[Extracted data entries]
=-=-=-=-=
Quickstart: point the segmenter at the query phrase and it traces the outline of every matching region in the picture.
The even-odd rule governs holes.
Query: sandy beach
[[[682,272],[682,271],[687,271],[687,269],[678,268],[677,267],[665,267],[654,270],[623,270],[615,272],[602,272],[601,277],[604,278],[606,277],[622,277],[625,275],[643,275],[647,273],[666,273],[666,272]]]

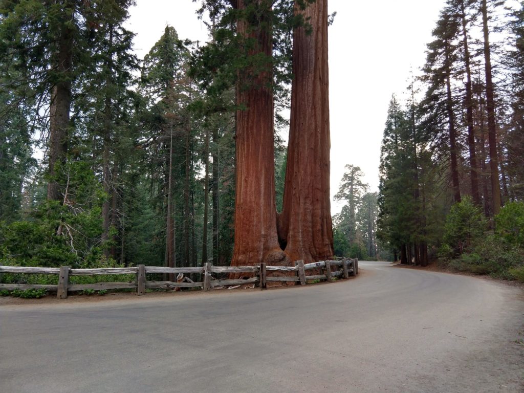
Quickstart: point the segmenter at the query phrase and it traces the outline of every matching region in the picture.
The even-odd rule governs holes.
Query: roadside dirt
[[[365,277],[370,272],[361,268],[359,270],[358,277]],[[349,281],[355,279],[355,277],[350,277]],[[346,282],[345,280],[336,280],[332,283]],[[308,284],[307,286],[325,285],[325,281],[317,282],[314,284]],[[294,286],[286,285],[278,283],[268,284],[268,289],[271,290],[276,289],[290,289]],[[213,289],[209,292],[203,292],[202,290],[181,290],[181,291],[155,291],[148,292],[140,299],[145,300],[153,300],[156,299],[166,299],[176,297],[188,296],[207,296],[212,294],[231,293],[232,292],[253,292],[260,291],[259,288],[253,288],[253,285],[244,286],[239,288],[223,288]],[[10,296],[0,297],[0,307],[3,305],[37,305],[43,304],[74,304],[75,303],[99,303],[106,301],[132,301],[136,300],[138,297],[134,292],[110,292],[103,295],[81,294],[80,293],[70,293],[67,299],[58,299],[53,293],[51,293],[47,296],[40,299],[23,299],[21,298],[14,298]]]
[[[481,280],[486,281],[495,281],[500,282],[510,287],[515,287],[524,289],[524,282],[520,282],[518,281],[510,281],[509,280],[503,280],[499,278],[494,278],[489,276],[484,276],[482,275],[474,274],[465,271],[459,271],[447,266],[444,266],[438,262],[432,262],[425,267],[422,266],[416,266],[414,265],[400,265],[398,264],[393,265],[395,267],[402,269],[412,269],[417,270],[425,270],[426,271],[436,271],[440,273],[447,273],[448,274],[459,275],[460,276],[467,276],[471,277],[476,277]]]

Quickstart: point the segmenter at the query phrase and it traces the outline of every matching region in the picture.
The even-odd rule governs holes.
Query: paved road
[[[2,306],[0,392],[524,391],[521,290],[361,266],[305,288]]]

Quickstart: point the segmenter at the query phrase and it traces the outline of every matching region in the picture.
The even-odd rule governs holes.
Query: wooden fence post
[[[209,291],[211,288],[211,266],[213,264],[211,262],[206,262],[205,267],[204,268],[204,283],[202,289],[204,292]]]
[[[298,277],[300,279],[300,285],[305,285],[305,270],[304,270],[304,261],[300,259],[295,262],[295,266],[298,267]]]
[[[350,272],[347,270],[347,259],[344,258],[342,259],[342,271],[344,272],[344,278],[346,280],[350,278]]]
[[[136,294],[141,296],[146,294],[146,266],[138,265],[136,267]]]
[[[326,279],[328,282],[331,282],[331,264],[329,260],[325,261],[326,267],[324,271],[326,272]]]
[[[260,264],[260,270],[259,274],[260,275],[260,290],[267,289],[267,282],[266,281],[266,277],[267,277],[266,271],[266,264],[264,262]]]
[[[67,287],[69,284],[69,270],[71,266],[60,266],[58,274],[58,288],[57,289],[57,299],[67,298]]]

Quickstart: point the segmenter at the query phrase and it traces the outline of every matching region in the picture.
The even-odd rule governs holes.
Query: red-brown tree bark
[[[264,64],[241,72],[237,92],[235,244],[232,266],[286,264],[277,235],[275,196],[270,2],[256,0],[262,12],[256,23],[241,19],[239,36],[253,39],[249,56]],[[238,0],[239,9],[245,8]],[[264,6],[268,12],[264,12]],[[256,68],[257,69],[254,69]]]
[[[294,32],[291,107],[281,244],[291,261],[326,259],[334,254],[330,200],[328,2],[302,14],[312,27]]]
[[[498,174],[498,156],[497,152],[497,125],[495,122],[495,99],[493,93],[491,49],[488,27],[487,6],[482,0],[483,32],[484,37],[484,67],[486,70],[486,110],[488,115],[488,140],[489,142],[489,170],[492,185],[492,211],[494,215],[500,211],[500,182]]]

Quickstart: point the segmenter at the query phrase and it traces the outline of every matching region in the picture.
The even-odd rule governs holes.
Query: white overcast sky
[[[192,0],[137,0],[128,28],[144,56],[167,25],[181,38],[205,42],[208,32]],[[378,191],[380,142],[391,94],[400,99],[410,71],[418,73],[444,0],[330,0],[336,17],[329,30],[331,194],[344,166],[360,167],[371,191]],[[286,136],[284,136],[286,137]],[[332,202],[332,212],[340,211]]]

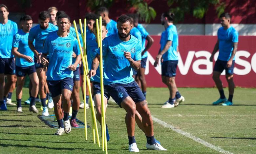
=-=-=-=-=
### What to work on
Reproduce every line of the data above verbatim, omitting the pictures from your answer.

### Answer below
Quickstart: point the segmenter at the query phrase and it traces the outline of every matching region in the picture.
The even-odd rule governs holes.
Query: sandy beach
[[[682,272],[682,271],[687,271],[687,269],[678,268],[677,267],[665,267],[654,270],[623,270],[615,272],[602,272],[601,277],[604,278],[606,277],[622,277],[625,275],[643,275],[647,273],[666,273],[666,272]]]

Quickstart: point the segmenter at the query phrase and it traces the outline of every matching region in the picture.
The even-odd rule governs holes.
Query: roadside dirt
[[[365,277],[370,272],[361,268],[359,270],[358,277]],[[349,281],[355,279],[355,277],[350,277]],[[346,282],[345,280],[336,280],[332,283]],[[308,284],[307,286],[325,285],[325,281],[317,282],[314,284]],[[294,286],[286,285],[278,283],[268,284],[268,289],[271,290],[276,289],[290,289]],[[213,289],[209,292],[203,292],[202,290],[181,290],[181,291],[155,291],[148,292],[140,299],[145,300],[153,300],[156,299],[166,299],[176,297],[188,296],[207,296],[212,294],[231,293],[232,292],[253,292],[260,291],[259,288],[253,288],[253,285],[244,286],[239,288],[223,288]],[[10,296],[0,297],[0,307],[3,305],[37,305],[43,304],[74,304],[75,303],[99,303],[106,301],[132,301],[136,300],[138,297],[134,292],[110,292],[103,295],[81,294],[80,293],[70,293],[67,299],[58,299],[53,293],[51,293],[47,296],[40,299],[23,299],[21,298],[14,298]]]
[[[481,280],[486,281],[495,281],[500,282],[510,287],[515,287],[524,289],[524,282],[520,282],[518,281],[510,281],[509,280],[503,280],[499,278],[494,278],[489,276],[484,276],[482,275],[474,274],[465,271],[459,271],[447,266],[444,266],[438,262],[432,262],[425,267],[422,266],[416,266],[414,265],[400,265],[398,264],[393,265],[395,267],[402,269],[412,269],[417,270],[425,270],[426,271],[436,271],[440,273],[447,273],[448,274],[459,275],[460,276],[467,276],[471,277],[476,277]]]

Quickstart: point the segmenter at the query phrase and it traces the outline of every matching region in the picture.
The even-odd rule governs holes.
Query: paved road
[[[2,306],[0,392],[524,391],[521,290],[361,266],[305,288]]]

Quickstart: point the segmenter at the query phrase and it traces the outline of every matching region in the picture.
The even-odd rule governs holes.
Query: wooden fence post
[[[209,291],[211,288],[211,266],[213,264],[211,262],[206,262],[205,267],[204,268],[204,283],[202,289],[204,292]]]
[[[298,277],[300,279],[300,285],[305,285],[305,270],[304,270],[304,261],[300,259],[295,262],[295,266],[298,267]]]
[[[350,272],[347,270],[347,259],[344,258],[342,259],[342,271],[344,272],[344,278],[346,280],[350,278]]]
[[[136,294],[141,296],[146,294],[146,266],[138,265],[136,267]]]
[[[326,279],[328,282],[331,282],[331,264],[329,260],[325,261],[326,267],[324,271],[326,272]]]
[[[260,264],[260,270],[259,274],[260,275],[260,290],[267,289],[267,282],[266,281],[266,277],[267,277],[266,271],[266,264],[264,262]]]
[[[67,287],[69,284],[69,270],[71,266],[60,266],[58,274],[58,288],[57,289],[57,299],[67,298]]]

Quickstart: point the segmenter at the query phrase and it traces the outline of every matching region in the picture.
The even-odd rule governs holes.
Query: red-brown tree bark
[[[264,64],[241,72],[237,92],[235,244],[232,266],[286,264],[277,235],[275,196],[270,2],[256,0],[262,12],[256,23],[241,19],[239,36],[253,39],[249,56]],[[238,0],[239,9],[245,8]],[[264,6],[268,12],[264,12]],[[256,68],[257,69],[254,69]]]
[[[294,32],[291,107],[281,244],[291,261],[326,259],[334,254],[330,200],[328,2],[302,14],[312,27]]]
[[[498,174],[498,156],[497,152],[497,125],[495,122],[495,99],[493,93],[491,49],[488,27],[487,6],[482,0],[483,32],[484,37],[484,67],[486,70],[486,110],[488,115],[488,140],[489,142],[489,170],[492,185],[492,211],[494,215],[500,211],[500,182]]]

Quickstart: point the segmenter at the query phrase and it traces the outline of every matching region in the picture.
The even-odd rule governs holes.
Query: white overcast sky
[[[192,0],[137,0],[128,28],[144,56],[167,25],[181,38],[205,42],[208,32]],[[378,191],[380,142],[391,94],[400,99],[410,71],[418,73],[444,0],[330,0],[336,17],[329,30],[331,194],[344,166],[360,167],[371,191]],[[286,136],[284,136],[286,137]],[[332,202],[332,212],[340,211]]]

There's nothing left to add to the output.